REQUIRED ACTION | Please return, word for word, every line from the start of the items through the line containing "positive clicks: (75, 33)", with that line included. Leave any pictures out of your answer.

Dataset entries:
- - - -
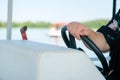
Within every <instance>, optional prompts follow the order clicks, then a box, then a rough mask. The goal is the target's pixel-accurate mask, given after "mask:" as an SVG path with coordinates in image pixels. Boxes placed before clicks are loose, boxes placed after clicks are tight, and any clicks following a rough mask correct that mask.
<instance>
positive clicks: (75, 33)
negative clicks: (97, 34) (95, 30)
mask: <svg viewBox="0 0 120 80" xmlns="http://www.w3.org/2000/svg"><path fill="white" fill-rule="evenodd" d="M67 30H68V31H69V32H70V33H71V34H72V35H73V36H74V37H76V38H77V39H78V40H80V39H81V37H80V36H88V37H89V36H90V34H91V33H93V32H94V31H93V30H92V29H90V28H88V27H87V26H85V25H83V24H81V23H79V22H71V23H69V24H67Z"/></svg>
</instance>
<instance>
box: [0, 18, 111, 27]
mask: <svg viewBox="0 0 120 80" xmlns="http://www.w3.org/2000/svg"><path fill="white" fill-rule="evenodd" d="M108 21H109V20H99V19H98V20H91V21H87V22H83V24H84V25H86V26H88V27H90V28H93V29H98V28H100V27H101V26H102V25H106V24H107V22H108ZM51 24H52V23H50V22H43V21H38V22H31V21H26V22H13V23H12V26H13V27H23V26H28V27H30V28H49V27H50V26H51ZM0 27H6V22H0Z"/></svg>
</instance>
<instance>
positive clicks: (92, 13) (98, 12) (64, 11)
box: [0, 0, 120, 22]
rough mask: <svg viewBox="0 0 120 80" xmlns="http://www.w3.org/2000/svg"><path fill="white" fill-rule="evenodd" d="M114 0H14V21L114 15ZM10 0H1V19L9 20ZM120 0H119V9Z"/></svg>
mask: <svg viewBox="0 0 120 80" xmlns="http://www.w3.org/2000/svg"><path fill="white" fill-rule="evenodd" d="M112 2H113V0H13V16H12V21H15V22H24V21H32V22H36V21H47V22H71V21H79V22H83V21H89V20H95V19H110V18H111V17H112ZM7 4H8V0H0V21H7ZM119 8H120V0H117V11H118V9H119Z"/></svg>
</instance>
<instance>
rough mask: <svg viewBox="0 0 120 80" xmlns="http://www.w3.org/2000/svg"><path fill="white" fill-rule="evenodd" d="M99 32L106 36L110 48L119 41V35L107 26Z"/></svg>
mask: <svg viewBox="0 0 120 80" xmlns="http://www.w3.org/2000/svg"><path fill="white" fill-rule="evenodd" d="M97 32H101V33H102V34H103V35H104V37H105V39H106V41H107V43H108V44H109V46H110V48H112V44H113V43H114V41H115V40H116V39H117V37H118V33H116V31H114V30H112V29H111V28H109V27H107V26H102V27H101V28H100V29H98V30H97Z"/></svg>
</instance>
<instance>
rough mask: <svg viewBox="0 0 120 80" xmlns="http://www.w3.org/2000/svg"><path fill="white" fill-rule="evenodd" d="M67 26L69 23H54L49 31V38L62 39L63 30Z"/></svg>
mask: <svg viewBox="0 0 120 80" xmlns="http://www.w3.org/2000/svg"><path fill="white" fill-rule="evenodd" d="M66 24H67V22H56V23H53V24H52V26H51V28H50V30H49V36H51V37H60V36H61V28H62V27H63V26H64V25H66Z"/></svg>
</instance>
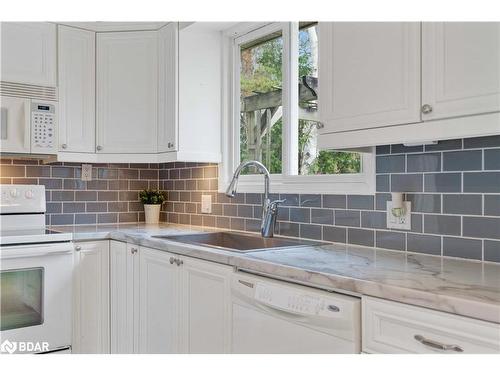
- - - -
COMPLETED TASK |
Within every <instance>, optional prompts follow the order clicks, then a box, then a rough mask. The goal is the target's pixel-accurate mask, given after "mask:" as an SVG path with coordinates in image pixels. Boxes placed before clicks are loose, boxes placed after clicks are tight, and any clicks following a rough mask correct that mask.
<instance>
positive clicks: (75, 33)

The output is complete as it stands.